▸ EXCERPT TO READ:

She lasted five minutes.
I got the point: The text was too…texty. I wasn’t the first to think that. Watch….
Books change over time, and over 170 years, “A Christmas Carol” has changed more than most. The evocation of Scrooge’s place of business is a slow starter. By our standards, the language is clotted and the piece is seriously overwritten. And it’s not like we haven’t seen Victorian London a zillion times in the movies or on TV.
After the non-start with our daughter, I began to work on the text. My goal wasn’t to rewrite Dickens, just to update the archaic language, trim the dialogue, cut the extraneous characters — to reduce the book to its essence, which is the story. (I think Dickens would approve. When he performed ‘A Christmas Carol’ — and he performed it 127 times — he used a trimmed-down version.) In the end, I did have to write a bit, but not, I hope, so you’ll notice; I think of my words as minor tailoring, like sewing on a missing button or patching a rip at the knee.
The original “Christmas Carol” is 28,000 words. This edition is 13,000. Like the Paige Peterson illustrations that accompany it, it conveys the feeling of London in 1843 without the formal diction and Victorian heaviness — it’s a story that adults can read to their captivated kids right to the end, and that kids can read by themselves with pleasure.
When Paige Peterson and I decided to update “A Christmas Carol,” we couldn’t picture an adult sitting by the fire, surrounded by children, reading from a tablet. If ever a story deserved a physical book, this is it. So in addition to the Kindle version of our shorter and much satisfying version of “A Christmas Carol,” we created a lovely paperback, printed on quality paper, with an attention-getting cover image of Ebenezer Scrooge. [To buy the paperback from Amazon, click here. For the Kindle edition, click here.]
What does my revision read like?
Here are 395 words from the Dickens text:
Meanwhile the fog and darkness thickened so, that people ran about with flaring links, proffering their services to go before horses in carriages, and conduct them on their way. The ancient tower of a church, whose gruff old bell was always peeping slyly down at Scrooge out of a Gothic window in the wall, became invisible, and struck the hours and quarters in the clouds, with tremulous vibrations afterwards as if its teeth were chattering in its frozen head up there. The cold became intense. In the main street at the corner of the court, some laborers were repairing the gas-pipes, and had lighted a great fire in a brazier, round which a party of ragged men and boys were gathered: warming their hands and winking their eyes before the blaze in rapture. The water-plug being left in solitude, its overflowing sullenly congealed, and turned to misanthropic ice. The brightness of the shops where holly sprigs and berries crackled in the lamp heat of the windows, made pale faces ruddy as they passed. Poulterers’ and grocers’ trades became a splendid joke; a glorious pageant, with which it was next to impossible to believe that such dull principles as bargain and sale had anything to do. The Lord Mayor, in the stronghold of the mighty Mansion House, gave orders to his fifty cooks and butlers to keep Christmas as a Lord Mayor’s household should; and even the little tailor, whom he had fined five shillings on the previous Monday for being drunk and bloodthirsty in the streets, stirred up tomorrow’s pudding in his garret, while his lean wife and the baby sallied out to buy the beef.

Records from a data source

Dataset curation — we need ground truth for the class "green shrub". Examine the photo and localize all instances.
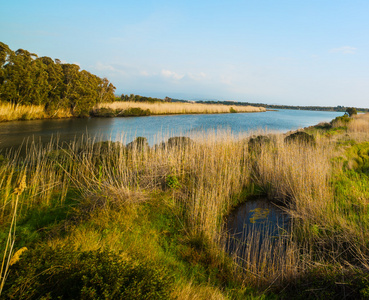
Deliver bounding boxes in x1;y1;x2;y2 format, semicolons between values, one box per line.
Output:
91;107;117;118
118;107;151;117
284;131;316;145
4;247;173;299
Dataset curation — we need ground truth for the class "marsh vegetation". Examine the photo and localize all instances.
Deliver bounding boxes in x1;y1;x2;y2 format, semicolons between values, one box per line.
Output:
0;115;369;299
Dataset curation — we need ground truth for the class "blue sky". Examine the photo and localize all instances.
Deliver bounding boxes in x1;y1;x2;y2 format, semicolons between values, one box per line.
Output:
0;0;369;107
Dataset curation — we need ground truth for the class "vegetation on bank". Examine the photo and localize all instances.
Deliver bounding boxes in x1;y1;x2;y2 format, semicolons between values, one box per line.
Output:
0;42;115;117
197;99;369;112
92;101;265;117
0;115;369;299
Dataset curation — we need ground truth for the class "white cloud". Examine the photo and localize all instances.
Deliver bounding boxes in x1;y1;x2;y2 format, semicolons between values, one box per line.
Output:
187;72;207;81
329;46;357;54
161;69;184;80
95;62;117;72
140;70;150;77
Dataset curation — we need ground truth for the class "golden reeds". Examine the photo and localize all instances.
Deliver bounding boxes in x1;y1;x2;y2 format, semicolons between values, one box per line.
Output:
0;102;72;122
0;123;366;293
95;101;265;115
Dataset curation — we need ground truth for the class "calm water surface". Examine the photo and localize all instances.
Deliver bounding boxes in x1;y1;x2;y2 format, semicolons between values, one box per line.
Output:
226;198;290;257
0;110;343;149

==

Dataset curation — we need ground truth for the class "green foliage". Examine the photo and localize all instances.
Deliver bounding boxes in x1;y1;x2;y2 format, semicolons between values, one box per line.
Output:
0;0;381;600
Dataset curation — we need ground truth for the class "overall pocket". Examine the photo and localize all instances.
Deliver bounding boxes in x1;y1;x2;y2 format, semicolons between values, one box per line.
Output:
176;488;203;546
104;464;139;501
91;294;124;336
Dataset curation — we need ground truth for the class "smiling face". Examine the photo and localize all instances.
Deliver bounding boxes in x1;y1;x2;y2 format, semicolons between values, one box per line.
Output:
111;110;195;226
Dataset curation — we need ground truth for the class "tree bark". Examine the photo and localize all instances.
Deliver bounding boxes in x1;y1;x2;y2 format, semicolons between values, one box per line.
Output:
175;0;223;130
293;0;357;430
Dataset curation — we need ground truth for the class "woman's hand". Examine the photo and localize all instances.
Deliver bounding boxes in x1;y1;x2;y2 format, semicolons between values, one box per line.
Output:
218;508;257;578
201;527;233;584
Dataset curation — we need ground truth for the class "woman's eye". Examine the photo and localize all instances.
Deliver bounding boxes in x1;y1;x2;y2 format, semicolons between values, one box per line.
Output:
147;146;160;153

▸ TO BE DONE:
1. In the text on updating "A Christmas Carol," how many times did Dickens perform the story?
2. From the text on updating "A Christmas Carol," write out everything from "When Paige Peterson" down to "revision read like?".

▸ ANSWERS FOR THIS EXERCISE:
1. He performed it 127 times.

2.
When Paige Peterson and I decided to update “A Christmas Carol,” we couldn’t picture an adult sitting by the fire, surrounded by children, reading from a tablet. If ever a story deserved a physical book, this is it. So in addition to the Kindle version of our shorter and much satisfying version of “A Christmas Carol,” we created a lovely paperback, printed on quality paper, with an attention-getting cover image of Ebenezer Scrooge. [To buy the paperback from Amazon, click here. For the Kindle edition, click here.]
What does my revision read like?